*Given task*:
Rewrite the records below with every occurrence of "top-left corner" replaced by "upper-left corner", leaving all other text unchanged, and omit the pictures.

*Provided data*:
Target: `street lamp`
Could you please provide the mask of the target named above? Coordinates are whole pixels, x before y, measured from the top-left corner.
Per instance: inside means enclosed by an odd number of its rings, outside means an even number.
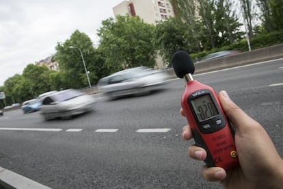
[[[90,88],[91,88],[92,85],[90,84],[90,78],[88,77],[88,73],[87,73],[87,71],[86,66],[85,66],[85,59],[83,58],[83,53],[81,52],[81,49],[79,49],[78,47],[75,47],[75,46],[70,46],[69,48],[70,49],[78,49],[79,52],[81,53],[81,59],[83,60],[83,66],[85,67],[85,74],[86,74],[87,77],[88,84],[90,86]]]

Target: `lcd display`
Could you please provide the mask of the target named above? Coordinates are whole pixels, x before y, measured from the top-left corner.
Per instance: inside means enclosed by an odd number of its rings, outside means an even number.
[[[200,122],[219,114],[215,105],[208,94],[191,100],[191,104]]]

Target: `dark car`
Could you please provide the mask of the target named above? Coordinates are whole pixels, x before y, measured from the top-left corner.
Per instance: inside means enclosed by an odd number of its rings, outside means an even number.
[[[213,59],[216,59],[216,58],[222,58],[222,57],[225,57],[225,56],[228,56],[228,55],[237,55],[239,54],[240,52],[238,51],[219,51],[217,53],[211,53],[209,55],[207,55],[206,56],[204,56],[204,58],[202,58],[202,60],[200,61],[200,62],[204,62],[206,60],[213,60]]]
[[[70,118],[93,110],[96,100],[92,96],[75,89],[53,92],[44,97],[40,114],[45,121],[55,118]]]
[[[39,110],[41,101],[38,99],[34,99],[25,101],[22,104],[22,110],[24,114],[33,112]]]

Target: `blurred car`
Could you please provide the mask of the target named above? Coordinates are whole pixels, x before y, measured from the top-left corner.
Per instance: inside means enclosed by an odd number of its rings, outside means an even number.
[[[38,99],[24,101],[22,104],[22,110],[24,114],[36,112],[40,110],[42,102]]]
[[[19,103],[15,103],[12,105],[12,107],[18,107],[20,106],[21,104]]]
[[[92,110],[96,99],[75,89],[53,92],[42,101],[40,114],[46,121],[55,118],[70,118],[72,116]]]
[[[100,92],[110,99],[130,94],[144,94],[161,88],[168,75],[160,70],[140,66],[115,73],[98,81]]]
[[[46,92],[40,94],[40,95],[38,95],[38,99],[40,101],[42,101],[45,97],[46,97],[46,96],[48,96],[49,94],[51,94],[53,93],[55,93],[56,92],[58,92],[58,91],[57,91],[57,90],[51,90],[51,91],[49,91],[49,92]]]
[[[203,58],[202,58],[202,60],[200,60],[198,62],[204,62],[206,60],[216,59],[216,58],[222,58],[222,57],[228,56],[228,55],[234,55],[239,54],[239,53],[240,51],[219,51],[219,52],[211,53],[211,54],[204,56]]]

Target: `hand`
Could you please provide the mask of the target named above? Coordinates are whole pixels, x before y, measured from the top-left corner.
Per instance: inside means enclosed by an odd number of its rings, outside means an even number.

*Output for this task*:
Target: `street lamp`
Could you please provide the mask of the target named above? Coordinates are whole pixels, x before y, measured from the upper-left corner.
Per instance: inside means enclosed by an odd number of its rings, outside means an even number.
[[[90,88],[91,88],[92,85],[90,84],[90,78],[88,77],[88,73],[87,73],[87,71],[86,66],[85,66],[85,59],[83,58],[83,53],[81,52],[81,49],[79,49],[78,47],[75,47],[75,46],[70,46],[69,48],[70,49],[78,49],[79,52],[81,53],[81,59],[83,60],[83,66],[85,67],[85,74],[86,74],[87,77],[88,84],[90,86]]]

Target: `lcd display`
Could you please provide the mask of the target named above? Coordinates are whole pixels, x before y, measured from the upper-left corner.
Per instance: inside means enclosed by an odd number of its rings, outside means an even number.
[[[200,122],[219,114],[215,105],[208,94],[191,100],[191,104]]]

Target: `dark car`
Could you please provide the mask of the target named above? Coordinates are whole pixels, x before y, measured from the upper-left corner.
Per instance: inside means enclosed by an odd number of its rings, outside means an even number.
[[[213,59],[216,59],[216,58],[222,58],[222,57],[225,57],[225,56],[228,56],[228,55],[237,55],[239,54],[240,52],[238,51],[219,51],[217,53],[211,53],[209,55],[207,55],[206,56],[204,56],[204,58],[202,58],[202,60],[200,61],[200,62],[204,62],[206,60],[213,60]]]
[[[70,118],[93,110],[96,100],[92,96],[75,89],[53,92],[44,97],[40,114],[45,121],[55,118]]]
[[[39,110],[41,101],[38,99],[34,99],[25,101],[22,104],[22,110],[24,114],[33,112]]]

Target: `blurred car`
Could you please provide the mask of the target named above? Coordinates are whole pixels, x before y, measured from the upper-left corner.
Per instance: inside means enclosed by an odd number of its rings, outside means an even number.
[[[38,99],[24,101],[22,104],[22,110],[24,114],[36,112],[40,110],[42,102]]]
[[[19,103],[15,103],[12,105],[12,107],[18,107],[20,106],[21,104]]]
[[[92,110],[96,99],[75,89],[53,92],[42,101],[40,114],[46,121],[55,118],[70,118],[72,116]]]
[[[100,92],[110,99],[130,94],[144,94],[161,88],[168,75],[160,70],[140,66],[115,73],[98,81]]]
[[[46,92],[40,94],[40,95],[38,95],[38,99],[40,101],[42,101],[45,97],[46,97],[46,96],[48,96],[49,94],[51,94],[53,93],[55,93],[56,92],[58,92],[58,91],[57,91],[57,90],[51,90],[51,91],[49,91],[49,92]]]
[[[203,58],[202,58],[202,60],[200,60],[198,62],[204,62],[206,60],[216,59],[216,58],[222,58],[222,57],[228,56],[228,55],[234,55],[239,54],[239,53],[240,51],[219,51],[219,52],[211,53],[211,54],[204,56]]]

Target: `hand`
Could you please provide the mask of the target named above? Coordinates are whole pixels, x before y, measured from the upper-left corner.
Per instance: inside means enclosed by an odd number of its rings, outside means an even number.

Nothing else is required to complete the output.